__Work instructions__.
Work through the data and report how many lines include the string "shown", giving the number alone.

Stored data entries:
- - -

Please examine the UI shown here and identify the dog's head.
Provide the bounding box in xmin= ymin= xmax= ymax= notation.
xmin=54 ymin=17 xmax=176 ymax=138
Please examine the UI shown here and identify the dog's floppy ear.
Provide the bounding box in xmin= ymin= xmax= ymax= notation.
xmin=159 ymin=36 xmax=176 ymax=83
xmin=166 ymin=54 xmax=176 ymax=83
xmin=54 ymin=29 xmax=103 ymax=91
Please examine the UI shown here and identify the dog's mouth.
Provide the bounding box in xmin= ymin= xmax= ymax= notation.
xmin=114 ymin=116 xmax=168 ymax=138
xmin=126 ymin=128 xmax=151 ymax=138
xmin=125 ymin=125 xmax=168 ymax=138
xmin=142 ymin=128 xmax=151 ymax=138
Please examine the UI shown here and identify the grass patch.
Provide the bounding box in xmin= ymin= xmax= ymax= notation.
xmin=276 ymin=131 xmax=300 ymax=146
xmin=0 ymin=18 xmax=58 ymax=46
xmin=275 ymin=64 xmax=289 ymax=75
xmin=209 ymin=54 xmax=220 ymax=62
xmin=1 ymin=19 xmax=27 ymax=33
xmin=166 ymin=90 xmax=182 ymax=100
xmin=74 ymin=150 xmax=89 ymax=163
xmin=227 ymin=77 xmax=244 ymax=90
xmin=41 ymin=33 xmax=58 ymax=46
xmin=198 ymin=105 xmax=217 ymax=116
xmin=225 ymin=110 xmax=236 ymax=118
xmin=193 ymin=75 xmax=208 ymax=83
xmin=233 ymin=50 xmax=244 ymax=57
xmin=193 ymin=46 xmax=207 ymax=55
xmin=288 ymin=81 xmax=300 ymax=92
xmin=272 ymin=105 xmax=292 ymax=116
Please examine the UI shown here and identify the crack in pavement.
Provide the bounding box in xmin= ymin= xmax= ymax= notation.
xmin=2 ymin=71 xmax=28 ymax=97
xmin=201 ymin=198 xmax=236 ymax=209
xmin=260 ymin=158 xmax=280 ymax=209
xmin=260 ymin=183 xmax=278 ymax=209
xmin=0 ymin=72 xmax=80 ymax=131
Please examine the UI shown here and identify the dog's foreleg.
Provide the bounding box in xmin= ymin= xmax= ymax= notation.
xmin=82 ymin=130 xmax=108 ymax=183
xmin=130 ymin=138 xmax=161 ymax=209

- - -

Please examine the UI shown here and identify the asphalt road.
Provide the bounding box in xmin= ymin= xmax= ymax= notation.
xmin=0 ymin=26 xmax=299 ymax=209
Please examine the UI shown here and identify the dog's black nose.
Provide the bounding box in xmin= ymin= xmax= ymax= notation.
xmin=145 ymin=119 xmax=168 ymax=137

- - -

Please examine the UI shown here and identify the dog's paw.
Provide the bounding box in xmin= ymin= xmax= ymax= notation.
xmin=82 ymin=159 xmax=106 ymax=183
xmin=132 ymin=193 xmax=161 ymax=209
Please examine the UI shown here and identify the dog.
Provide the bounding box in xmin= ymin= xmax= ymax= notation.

- - -

__Solution to the problem__.
10